» **REQUIREMENT**
Reproduce the rows below line for line, beginning with their first line and continuing through the line that contains "x=1039, y=377", with that line included.

====== RECORDS FOR THIS TASK

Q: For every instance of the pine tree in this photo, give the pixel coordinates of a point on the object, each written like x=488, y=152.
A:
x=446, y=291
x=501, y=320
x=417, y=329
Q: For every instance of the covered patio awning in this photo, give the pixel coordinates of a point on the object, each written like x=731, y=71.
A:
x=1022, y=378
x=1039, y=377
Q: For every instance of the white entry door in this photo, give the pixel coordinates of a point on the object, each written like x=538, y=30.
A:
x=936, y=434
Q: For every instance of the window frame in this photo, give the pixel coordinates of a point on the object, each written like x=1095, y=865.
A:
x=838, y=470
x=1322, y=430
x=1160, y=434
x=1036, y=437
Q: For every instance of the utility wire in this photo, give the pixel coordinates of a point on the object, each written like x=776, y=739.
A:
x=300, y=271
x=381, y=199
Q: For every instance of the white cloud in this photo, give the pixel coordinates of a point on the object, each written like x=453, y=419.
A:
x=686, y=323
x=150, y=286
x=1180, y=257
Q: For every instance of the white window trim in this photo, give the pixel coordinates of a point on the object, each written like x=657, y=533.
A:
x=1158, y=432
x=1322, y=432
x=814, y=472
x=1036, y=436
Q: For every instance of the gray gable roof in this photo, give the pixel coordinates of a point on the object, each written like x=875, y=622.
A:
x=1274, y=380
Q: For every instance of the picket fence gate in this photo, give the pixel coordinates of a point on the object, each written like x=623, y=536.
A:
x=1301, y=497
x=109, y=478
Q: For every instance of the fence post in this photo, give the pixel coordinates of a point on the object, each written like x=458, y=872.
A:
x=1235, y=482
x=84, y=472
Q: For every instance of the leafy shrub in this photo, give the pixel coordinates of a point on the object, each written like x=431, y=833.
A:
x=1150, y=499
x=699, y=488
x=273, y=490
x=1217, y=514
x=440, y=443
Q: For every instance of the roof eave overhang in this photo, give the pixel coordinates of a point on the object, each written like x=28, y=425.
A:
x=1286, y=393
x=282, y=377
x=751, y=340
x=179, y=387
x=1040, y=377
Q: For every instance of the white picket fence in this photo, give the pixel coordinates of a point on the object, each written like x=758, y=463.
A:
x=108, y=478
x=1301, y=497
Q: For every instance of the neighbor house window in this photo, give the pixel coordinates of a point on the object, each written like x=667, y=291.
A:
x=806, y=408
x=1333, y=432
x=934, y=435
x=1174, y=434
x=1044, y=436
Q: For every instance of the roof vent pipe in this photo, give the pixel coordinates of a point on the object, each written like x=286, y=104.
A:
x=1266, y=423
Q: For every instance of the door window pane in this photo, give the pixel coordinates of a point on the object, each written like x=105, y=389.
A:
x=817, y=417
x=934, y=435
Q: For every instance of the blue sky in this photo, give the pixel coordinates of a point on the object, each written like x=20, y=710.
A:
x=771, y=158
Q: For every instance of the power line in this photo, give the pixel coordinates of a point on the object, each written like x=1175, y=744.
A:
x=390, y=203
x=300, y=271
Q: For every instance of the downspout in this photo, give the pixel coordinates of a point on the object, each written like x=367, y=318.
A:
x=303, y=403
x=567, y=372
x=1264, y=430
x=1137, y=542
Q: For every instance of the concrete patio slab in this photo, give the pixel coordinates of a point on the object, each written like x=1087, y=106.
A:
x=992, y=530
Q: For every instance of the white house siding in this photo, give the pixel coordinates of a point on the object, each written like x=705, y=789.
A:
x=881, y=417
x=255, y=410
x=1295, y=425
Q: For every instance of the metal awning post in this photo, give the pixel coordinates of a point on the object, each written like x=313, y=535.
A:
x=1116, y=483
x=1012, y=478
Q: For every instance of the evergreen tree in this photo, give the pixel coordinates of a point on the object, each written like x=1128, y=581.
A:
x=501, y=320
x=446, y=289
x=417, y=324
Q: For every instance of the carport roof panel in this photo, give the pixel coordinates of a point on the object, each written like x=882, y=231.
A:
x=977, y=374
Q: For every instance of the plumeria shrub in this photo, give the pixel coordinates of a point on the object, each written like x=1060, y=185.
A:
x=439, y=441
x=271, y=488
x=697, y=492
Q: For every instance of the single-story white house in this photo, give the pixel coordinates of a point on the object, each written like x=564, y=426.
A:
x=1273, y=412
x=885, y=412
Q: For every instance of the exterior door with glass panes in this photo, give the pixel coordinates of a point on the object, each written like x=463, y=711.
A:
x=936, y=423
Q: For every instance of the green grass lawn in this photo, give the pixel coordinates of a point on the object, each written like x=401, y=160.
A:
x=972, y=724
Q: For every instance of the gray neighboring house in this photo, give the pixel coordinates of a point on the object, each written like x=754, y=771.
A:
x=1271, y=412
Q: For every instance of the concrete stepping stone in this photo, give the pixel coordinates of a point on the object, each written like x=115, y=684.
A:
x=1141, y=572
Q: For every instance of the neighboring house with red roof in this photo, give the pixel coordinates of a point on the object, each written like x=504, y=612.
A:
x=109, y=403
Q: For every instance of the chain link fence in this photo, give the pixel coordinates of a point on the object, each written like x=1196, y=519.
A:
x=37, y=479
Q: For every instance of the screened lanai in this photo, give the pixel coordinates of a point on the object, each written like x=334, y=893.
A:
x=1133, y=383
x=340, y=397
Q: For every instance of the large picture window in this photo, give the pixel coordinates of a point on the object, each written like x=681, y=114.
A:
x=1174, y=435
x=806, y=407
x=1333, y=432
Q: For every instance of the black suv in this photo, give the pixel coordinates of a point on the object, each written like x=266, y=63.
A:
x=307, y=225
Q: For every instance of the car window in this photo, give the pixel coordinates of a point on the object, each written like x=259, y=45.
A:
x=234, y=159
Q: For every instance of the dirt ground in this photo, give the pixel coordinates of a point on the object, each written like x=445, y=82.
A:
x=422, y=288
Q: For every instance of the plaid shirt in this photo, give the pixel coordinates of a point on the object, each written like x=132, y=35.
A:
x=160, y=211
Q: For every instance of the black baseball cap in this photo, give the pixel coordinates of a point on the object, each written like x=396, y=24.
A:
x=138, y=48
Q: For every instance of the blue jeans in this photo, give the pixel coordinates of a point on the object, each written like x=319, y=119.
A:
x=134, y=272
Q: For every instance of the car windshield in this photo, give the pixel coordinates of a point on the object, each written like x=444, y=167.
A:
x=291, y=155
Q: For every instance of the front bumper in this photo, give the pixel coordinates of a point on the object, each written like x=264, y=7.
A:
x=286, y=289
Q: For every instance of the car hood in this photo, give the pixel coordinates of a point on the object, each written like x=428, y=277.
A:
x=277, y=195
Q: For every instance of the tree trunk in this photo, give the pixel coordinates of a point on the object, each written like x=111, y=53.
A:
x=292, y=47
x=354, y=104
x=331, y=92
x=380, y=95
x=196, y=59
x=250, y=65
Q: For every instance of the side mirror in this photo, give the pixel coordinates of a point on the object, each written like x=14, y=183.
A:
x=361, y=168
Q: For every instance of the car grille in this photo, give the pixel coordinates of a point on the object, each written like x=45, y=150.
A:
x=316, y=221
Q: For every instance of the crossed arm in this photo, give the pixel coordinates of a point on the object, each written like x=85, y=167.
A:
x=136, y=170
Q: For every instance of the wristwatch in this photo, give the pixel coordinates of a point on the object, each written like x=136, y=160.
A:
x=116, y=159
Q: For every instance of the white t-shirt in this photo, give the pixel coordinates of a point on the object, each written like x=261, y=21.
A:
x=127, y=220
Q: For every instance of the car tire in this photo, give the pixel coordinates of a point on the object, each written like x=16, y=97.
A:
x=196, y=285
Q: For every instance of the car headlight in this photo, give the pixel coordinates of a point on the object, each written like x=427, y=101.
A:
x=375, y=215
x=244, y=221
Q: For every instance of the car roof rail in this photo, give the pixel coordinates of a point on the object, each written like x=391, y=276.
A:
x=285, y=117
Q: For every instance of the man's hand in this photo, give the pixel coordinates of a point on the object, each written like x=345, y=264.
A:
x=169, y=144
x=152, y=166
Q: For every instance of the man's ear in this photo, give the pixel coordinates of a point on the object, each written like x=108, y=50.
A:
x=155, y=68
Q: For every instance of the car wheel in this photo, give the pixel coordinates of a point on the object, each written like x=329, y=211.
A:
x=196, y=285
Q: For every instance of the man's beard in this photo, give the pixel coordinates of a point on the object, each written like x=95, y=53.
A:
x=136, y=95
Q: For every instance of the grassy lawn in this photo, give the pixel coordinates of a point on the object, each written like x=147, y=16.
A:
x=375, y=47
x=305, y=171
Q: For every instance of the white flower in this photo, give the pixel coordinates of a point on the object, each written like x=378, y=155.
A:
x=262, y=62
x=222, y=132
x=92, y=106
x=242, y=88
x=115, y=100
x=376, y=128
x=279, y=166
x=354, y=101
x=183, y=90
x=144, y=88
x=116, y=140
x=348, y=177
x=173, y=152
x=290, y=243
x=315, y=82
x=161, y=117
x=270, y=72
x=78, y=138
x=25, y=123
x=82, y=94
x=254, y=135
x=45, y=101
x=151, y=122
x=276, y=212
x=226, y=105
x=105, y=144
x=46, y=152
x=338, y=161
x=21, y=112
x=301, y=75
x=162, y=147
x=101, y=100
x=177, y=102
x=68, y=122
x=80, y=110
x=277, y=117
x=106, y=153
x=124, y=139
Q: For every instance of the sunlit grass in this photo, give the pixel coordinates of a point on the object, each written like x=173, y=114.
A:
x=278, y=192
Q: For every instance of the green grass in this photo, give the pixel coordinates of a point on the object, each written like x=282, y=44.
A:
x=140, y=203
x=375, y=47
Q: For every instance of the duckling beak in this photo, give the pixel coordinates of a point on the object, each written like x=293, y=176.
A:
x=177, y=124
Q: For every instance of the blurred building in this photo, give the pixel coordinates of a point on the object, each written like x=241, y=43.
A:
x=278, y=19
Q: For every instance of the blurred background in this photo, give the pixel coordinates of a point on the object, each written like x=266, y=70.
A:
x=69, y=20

============

» **REPLY**
Q: For every instance of the pine tree in this photo, give the pixel coordinates of a point on the object, each written like x=488, y=152.
A:
x=446, y=291
x=501, y=320
x=417, y=329
Q: For every instance of the covered patio awning in this photo, give the pixel coordinates of a point on the object, each written like x=731, y=71.
A:
x=1022, y=378
x=1039, y=377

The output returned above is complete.